| Problem statement |
Using the records below, write out again exactly the lines that begin at the line containing "Target: the white lantern" and end at the line containing "[indicate] the lit", and no other lines.

| Task input |
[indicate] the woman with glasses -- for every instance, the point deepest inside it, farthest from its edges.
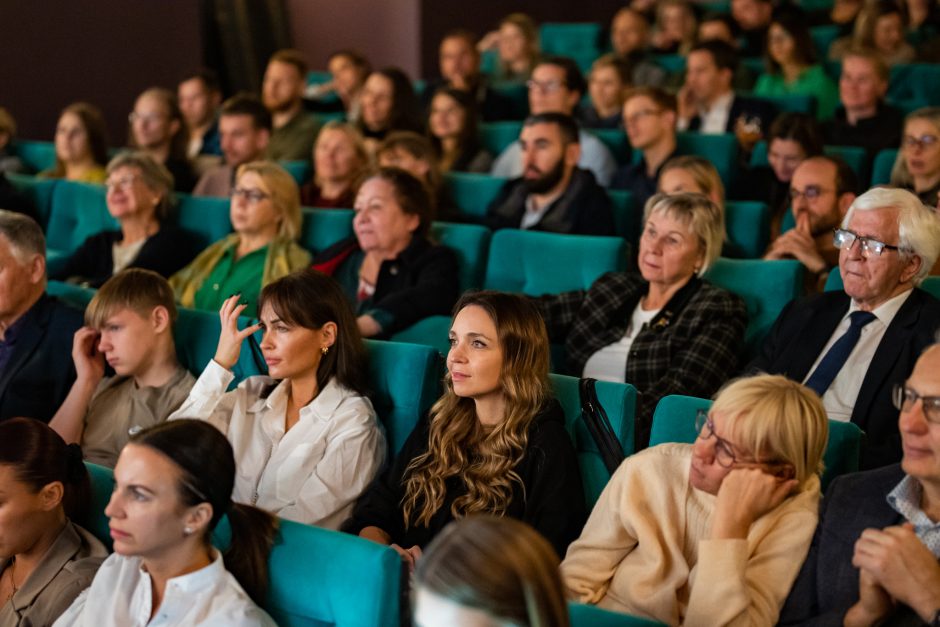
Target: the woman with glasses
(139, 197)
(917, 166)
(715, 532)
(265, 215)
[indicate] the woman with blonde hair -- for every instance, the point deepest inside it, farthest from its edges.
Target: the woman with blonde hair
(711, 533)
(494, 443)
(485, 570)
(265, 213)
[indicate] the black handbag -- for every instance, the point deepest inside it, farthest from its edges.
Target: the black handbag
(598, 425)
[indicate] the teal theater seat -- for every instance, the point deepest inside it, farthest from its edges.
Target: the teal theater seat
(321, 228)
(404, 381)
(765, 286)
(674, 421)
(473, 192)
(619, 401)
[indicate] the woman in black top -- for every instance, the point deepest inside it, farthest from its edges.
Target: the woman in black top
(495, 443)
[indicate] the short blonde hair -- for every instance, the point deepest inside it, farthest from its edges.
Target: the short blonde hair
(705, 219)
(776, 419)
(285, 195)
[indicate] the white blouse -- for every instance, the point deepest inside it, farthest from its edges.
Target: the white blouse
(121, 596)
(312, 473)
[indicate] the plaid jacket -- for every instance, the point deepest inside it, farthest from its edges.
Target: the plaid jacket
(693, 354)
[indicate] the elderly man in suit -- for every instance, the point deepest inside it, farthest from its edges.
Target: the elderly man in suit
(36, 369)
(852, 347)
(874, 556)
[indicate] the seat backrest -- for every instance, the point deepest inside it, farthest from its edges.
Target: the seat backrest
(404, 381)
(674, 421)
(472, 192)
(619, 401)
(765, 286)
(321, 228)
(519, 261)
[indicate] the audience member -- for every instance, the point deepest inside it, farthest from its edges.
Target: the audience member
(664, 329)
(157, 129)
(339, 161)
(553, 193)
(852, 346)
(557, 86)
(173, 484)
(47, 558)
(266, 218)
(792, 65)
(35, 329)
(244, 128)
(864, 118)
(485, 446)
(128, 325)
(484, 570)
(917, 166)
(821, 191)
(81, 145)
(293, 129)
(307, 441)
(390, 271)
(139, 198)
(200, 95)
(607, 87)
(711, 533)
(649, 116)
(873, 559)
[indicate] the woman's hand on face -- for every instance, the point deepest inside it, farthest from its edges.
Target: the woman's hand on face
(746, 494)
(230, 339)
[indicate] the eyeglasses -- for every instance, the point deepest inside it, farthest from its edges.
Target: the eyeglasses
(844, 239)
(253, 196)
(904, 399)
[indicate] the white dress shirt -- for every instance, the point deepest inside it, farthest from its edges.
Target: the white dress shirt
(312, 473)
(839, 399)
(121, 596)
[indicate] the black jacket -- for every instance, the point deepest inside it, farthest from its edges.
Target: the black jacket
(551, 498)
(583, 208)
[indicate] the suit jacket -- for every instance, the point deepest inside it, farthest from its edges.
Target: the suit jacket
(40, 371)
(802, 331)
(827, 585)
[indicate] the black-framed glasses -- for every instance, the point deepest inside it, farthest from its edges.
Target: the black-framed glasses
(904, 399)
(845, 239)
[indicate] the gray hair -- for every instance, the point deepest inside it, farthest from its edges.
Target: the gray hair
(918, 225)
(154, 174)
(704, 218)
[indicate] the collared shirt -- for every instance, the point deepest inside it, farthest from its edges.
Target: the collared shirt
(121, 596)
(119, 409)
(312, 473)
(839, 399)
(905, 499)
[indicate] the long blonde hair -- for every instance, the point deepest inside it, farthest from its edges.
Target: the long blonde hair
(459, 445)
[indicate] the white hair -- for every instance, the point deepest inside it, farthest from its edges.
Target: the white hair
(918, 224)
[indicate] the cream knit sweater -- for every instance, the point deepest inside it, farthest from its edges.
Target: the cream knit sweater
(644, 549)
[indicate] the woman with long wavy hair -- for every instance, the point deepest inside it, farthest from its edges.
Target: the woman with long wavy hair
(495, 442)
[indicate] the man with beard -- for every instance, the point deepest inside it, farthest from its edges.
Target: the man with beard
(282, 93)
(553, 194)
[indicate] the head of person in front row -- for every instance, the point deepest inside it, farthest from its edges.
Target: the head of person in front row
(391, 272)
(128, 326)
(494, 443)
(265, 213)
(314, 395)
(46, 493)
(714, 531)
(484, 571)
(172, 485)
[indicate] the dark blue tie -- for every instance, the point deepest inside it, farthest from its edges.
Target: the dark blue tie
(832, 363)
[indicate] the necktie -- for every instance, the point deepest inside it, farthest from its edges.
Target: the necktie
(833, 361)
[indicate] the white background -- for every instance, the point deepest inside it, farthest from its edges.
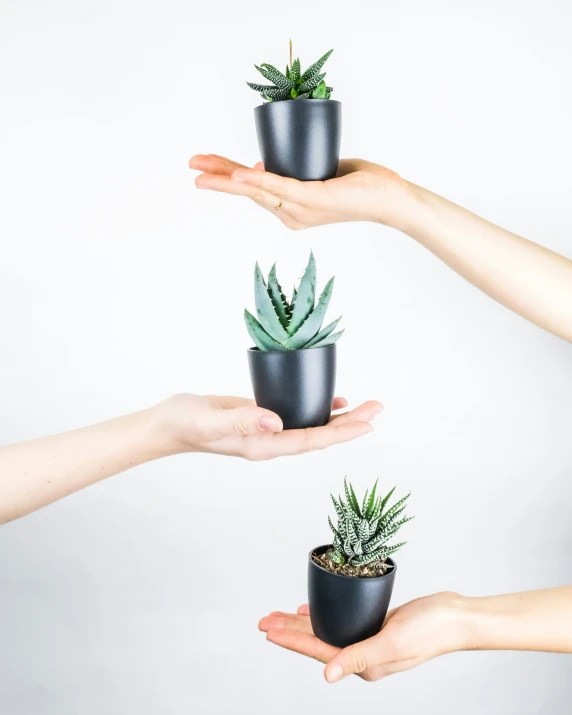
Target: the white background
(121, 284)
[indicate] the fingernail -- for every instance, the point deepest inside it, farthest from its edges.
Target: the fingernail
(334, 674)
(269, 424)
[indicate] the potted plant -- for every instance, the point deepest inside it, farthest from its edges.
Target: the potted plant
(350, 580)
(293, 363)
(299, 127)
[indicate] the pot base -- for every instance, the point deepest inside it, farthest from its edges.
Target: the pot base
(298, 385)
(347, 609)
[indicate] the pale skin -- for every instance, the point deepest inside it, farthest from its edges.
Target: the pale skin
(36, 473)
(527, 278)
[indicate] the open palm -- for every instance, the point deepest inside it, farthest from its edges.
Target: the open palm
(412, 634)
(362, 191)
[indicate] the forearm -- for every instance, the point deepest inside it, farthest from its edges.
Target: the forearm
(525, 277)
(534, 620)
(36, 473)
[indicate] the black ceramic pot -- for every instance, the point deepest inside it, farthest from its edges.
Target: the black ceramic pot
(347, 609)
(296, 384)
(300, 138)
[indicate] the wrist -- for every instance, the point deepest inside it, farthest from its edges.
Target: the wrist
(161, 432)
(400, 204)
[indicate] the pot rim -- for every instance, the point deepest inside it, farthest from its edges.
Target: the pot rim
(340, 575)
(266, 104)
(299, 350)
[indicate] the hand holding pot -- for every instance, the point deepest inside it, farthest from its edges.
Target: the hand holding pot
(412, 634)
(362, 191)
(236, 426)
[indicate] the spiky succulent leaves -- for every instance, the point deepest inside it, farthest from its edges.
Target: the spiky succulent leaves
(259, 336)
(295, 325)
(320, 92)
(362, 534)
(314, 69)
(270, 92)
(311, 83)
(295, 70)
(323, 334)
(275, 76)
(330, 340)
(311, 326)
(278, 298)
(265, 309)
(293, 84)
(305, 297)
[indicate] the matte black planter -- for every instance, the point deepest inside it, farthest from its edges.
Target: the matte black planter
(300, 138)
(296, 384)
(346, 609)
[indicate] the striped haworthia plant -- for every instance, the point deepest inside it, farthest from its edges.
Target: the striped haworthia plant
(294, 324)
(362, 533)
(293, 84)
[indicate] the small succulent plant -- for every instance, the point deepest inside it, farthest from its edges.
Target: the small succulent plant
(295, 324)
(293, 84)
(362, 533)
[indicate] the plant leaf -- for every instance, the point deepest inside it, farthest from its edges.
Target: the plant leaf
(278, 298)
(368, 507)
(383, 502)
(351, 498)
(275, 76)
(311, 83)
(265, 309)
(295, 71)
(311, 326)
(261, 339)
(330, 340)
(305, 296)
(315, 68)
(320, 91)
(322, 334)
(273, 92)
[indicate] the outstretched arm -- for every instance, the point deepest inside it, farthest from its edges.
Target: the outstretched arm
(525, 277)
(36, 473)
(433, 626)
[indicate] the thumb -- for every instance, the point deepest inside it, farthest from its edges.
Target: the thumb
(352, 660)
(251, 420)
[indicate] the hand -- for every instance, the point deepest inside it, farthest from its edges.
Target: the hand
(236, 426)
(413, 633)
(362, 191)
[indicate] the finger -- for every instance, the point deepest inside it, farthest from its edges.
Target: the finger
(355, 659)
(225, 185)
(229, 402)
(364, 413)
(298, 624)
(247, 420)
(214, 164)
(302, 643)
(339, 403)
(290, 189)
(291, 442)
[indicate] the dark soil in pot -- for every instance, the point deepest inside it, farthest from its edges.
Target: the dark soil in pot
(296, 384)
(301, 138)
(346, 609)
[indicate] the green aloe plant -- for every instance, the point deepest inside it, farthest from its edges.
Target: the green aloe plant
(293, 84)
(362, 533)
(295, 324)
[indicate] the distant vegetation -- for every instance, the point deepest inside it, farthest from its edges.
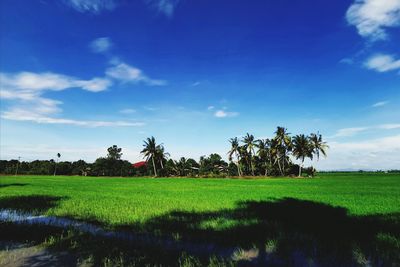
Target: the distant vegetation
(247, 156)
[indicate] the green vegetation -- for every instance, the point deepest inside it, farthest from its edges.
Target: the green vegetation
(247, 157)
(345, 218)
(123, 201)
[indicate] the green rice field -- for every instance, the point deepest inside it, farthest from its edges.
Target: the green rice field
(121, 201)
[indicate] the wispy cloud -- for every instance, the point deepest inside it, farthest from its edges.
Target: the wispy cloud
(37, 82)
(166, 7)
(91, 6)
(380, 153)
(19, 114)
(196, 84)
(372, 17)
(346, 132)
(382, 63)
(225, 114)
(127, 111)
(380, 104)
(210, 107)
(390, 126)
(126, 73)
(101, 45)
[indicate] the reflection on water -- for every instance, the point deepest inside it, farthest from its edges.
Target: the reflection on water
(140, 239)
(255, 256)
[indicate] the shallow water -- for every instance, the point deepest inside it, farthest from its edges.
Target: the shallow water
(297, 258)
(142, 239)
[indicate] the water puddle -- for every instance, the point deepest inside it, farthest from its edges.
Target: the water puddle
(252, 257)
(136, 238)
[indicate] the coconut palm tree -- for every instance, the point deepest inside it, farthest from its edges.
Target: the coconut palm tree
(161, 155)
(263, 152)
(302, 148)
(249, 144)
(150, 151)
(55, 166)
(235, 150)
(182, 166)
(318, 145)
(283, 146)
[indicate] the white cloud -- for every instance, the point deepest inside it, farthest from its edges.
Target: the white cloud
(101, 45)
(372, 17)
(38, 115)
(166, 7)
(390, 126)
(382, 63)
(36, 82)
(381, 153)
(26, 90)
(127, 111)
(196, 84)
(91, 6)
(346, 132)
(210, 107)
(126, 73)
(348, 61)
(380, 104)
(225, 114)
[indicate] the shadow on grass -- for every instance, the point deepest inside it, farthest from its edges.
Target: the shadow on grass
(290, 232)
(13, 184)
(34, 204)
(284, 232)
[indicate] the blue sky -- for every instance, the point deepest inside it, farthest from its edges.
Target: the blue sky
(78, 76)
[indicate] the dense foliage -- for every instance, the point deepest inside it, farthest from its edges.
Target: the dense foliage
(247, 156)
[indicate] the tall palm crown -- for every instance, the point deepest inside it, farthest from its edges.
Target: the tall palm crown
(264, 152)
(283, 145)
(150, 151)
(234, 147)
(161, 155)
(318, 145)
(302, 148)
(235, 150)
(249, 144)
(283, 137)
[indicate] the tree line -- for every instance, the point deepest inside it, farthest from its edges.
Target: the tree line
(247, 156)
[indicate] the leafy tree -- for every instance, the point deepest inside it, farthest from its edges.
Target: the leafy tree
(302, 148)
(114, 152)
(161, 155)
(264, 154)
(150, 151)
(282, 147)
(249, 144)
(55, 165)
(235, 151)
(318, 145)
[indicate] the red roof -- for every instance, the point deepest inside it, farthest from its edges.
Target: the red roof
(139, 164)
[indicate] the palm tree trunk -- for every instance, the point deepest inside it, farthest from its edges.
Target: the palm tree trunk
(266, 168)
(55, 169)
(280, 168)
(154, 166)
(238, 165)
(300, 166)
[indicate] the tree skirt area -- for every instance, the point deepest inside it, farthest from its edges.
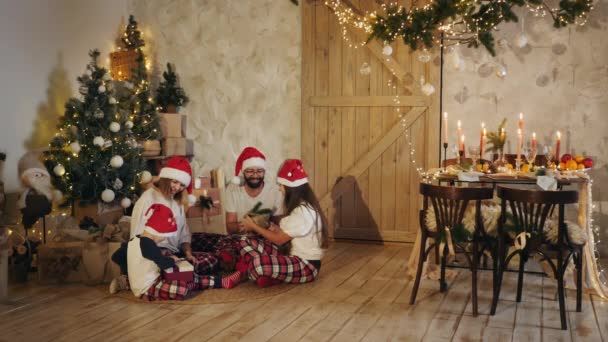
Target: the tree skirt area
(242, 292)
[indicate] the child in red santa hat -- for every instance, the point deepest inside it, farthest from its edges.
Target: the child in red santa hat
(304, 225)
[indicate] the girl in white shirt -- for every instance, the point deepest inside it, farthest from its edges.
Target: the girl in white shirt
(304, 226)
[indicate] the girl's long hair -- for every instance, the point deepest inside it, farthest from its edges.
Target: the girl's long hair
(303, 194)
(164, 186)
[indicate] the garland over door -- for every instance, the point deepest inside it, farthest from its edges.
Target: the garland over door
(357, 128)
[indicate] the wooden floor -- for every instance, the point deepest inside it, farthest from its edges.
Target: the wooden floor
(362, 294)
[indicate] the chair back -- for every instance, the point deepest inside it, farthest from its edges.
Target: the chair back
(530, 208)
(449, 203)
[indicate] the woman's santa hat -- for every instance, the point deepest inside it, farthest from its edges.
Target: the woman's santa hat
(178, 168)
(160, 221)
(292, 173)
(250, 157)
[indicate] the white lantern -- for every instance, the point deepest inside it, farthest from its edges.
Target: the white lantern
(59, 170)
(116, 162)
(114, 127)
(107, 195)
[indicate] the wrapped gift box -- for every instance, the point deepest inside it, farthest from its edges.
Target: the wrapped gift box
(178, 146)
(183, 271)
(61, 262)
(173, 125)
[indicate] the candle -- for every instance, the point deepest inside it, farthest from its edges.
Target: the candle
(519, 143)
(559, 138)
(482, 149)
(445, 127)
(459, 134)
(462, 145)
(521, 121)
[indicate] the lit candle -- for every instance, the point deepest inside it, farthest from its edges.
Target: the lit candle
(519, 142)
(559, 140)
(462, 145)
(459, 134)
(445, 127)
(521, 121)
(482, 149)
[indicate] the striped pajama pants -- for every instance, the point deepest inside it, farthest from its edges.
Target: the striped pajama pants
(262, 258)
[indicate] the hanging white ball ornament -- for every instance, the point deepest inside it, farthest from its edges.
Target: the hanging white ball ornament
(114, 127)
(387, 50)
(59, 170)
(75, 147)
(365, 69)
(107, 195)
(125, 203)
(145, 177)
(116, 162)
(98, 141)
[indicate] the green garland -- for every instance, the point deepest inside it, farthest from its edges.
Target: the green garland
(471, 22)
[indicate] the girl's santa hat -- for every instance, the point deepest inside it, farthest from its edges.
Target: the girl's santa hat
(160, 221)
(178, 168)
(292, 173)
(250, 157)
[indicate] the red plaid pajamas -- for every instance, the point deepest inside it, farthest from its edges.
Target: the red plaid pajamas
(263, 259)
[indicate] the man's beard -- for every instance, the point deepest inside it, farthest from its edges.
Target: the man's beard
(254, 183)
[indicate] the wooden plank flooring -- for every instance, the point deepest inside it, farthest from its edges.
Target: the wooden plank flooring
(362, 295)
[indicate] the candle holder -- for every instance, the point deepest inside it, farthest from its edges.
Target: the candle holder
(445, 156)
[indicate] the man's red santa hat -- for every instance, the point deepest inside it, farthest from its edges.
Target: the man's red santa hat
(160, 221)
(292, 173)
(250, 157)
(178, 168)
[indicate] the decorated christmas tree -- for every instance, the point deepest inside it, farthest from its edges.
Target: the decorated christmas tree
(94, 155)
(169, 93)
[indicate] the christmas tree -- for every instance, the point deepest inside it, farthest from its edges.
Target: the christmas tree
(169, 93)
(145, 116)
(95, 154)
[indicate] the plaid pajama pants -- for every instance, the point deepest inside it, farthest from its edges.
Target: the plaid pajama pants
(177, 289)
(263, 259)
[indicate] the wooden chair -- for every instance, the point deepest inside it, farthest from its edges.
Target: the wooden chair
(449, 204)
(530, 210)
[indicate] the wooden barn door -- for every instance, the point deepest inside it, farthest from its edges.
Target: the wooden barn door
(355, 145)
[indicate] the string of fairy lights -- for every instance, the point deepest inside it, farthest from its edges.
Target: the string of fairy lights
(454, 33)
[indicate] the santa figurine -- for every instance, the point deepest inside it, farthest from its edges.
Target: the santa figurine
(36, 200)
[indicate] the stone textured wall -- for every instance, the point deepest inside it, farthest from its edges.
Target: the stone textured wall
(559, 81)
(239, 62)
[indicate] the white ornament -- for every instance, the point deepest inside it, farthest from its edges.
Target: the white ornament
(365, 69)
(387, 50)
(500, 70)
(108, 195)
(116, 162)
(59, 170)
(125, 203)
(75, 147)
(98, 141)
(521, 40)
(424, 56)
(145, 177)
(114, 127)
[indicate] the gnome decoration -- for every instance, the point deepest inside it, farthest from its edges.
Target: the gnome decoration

| Answer to the problem |
Target: the white lantern
(59, 170)
(116, 162)
(114, 127)
(107, 195)
[indicate] the wrapped gift box -- for every instance, the point deepest inside it, farthest from its edges.
Target: the wrapped gift box
(178, 146)
(183, 271)
(61, 262)
(173, 125)
[indicate] the candle -- for every instance, the point deepest inside it, farthest from its edges.
Target: the candle
(519, 143)
(559, 138)
(482, 149)
(445, 127)
(459, 134)
(462, 145)
(521, 121)
[indicate] the lit candle -- for every instance, the point deepest inside it, farthest from its edges.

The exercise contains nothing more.